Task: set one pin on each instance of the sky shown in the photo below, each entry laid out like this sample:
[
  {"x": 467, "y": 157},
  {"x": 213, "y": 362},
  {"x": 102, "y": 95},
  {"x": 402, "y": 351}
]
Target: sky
== == ==
* TASK DIRECTIONS *
A verbatim output of all the data above is needed.

* PROBLEM SOLUTION *
Task: set one pin on each instance of the sky shown in the photo below, each entry laid out like this sample:
[
  {"x": 467, "y": 157},
  {"x": 213, "y": 362},
  {"x": 102, "y": 95},
  {"x": 402, "y": 351}
]
Target: sky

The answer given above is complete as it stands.